List each line in the material below that contains the string "white". Case matters.
---------- Provided information
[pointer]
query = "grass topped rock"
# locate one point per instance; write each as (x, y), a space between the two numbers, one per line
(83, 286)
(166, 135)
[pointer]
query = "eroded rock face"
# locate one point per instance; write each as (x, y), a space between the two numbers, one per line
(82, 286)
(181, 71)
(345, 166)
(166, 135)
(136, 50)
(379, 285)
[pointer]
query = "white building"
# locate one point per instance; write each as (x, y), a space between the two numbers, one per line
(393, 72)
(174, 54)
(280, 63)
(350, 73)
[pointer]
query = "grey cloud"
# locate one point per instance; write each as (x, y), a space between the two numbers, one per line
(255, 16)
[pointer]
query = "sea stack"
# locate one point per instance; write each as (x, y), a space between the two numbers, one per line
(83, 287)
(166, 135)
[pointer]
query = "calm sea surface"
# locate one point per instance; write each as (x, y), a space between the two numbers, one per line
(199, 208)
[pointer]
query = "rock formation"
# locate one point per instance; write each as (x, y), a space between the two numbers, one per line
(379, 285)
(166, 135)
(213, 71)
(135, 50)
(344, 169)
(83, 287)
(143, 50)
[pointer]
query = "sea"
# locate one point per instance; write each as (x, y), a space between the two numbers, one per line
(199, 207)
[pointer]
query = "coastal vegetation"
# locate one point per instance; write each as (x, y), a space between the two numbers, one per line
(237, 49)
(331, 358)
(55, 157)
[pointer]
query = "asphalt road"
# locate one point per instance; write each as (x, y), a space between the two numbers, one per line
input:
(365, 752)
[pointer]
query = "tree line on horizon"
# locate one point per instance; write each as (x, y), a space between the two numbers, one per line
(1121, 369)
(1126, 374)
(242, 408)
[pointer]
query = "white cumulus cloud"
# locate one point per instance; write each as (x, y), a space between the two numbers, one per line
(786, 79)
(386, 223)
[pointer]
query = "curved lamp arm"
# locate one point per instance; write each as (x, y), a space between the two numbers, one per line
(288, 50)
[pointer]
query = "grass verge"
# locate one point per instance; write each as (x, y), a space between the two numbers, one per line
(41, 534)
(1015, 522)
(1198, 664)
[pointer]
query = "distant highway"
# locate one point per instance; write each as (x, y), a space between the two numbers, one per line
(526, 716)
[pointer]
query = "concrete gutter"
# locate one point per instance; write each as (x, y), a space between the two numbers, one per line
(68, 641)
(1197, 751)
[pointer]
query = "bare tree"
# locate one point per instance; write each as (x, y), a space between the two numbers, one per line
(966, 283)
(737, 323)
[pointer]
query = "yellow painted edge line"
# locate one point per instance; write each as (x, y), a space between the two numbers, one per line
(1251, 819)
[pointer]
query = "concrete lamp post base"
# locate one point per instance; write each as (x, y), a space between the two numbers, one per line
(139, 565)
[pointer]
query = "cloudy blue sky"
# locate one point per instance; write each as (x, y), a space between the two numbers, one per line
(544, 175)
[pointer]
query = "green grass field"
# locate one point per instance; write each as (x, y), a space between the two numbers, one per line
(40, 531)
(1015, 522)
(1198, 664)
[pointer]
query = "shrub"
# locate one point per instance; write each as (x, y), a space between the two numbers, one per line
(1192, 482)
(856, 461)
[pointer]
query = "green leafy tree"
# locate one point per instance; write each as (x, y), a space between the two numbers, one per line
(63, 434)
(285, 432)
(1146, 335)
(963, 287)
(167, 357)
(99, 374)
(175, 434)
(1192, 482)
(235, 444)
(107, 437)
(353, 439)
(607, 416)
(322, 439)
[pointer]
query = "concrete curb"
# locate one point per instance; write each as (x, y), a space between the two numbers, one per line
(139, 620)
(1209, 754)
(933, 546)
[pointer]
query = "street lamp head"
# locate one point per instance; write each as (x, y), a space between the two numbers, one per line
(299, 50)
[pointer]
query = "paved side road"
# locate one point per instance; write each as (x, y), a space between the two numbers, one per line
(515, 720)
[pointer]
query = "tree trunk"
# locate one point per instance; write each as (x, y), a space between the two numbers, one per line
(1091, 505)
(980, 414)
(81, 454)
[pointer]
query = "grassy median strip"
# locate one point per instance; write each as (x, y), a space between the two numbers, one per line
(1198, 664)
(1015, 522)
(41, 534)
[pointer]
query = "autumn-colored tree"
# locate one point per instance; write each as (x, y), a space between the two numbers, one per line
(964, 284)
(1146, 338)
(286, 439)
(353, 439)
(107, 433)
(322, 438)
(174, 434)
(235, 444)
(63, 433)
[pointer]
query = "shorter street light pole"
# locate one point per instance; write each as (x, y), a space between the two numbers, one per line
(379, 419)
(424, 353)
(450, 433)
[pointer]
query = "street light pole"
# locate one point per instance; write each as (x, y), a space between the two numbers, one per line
--------------------
Output
query = "white building"
query = "white cumulus cloud"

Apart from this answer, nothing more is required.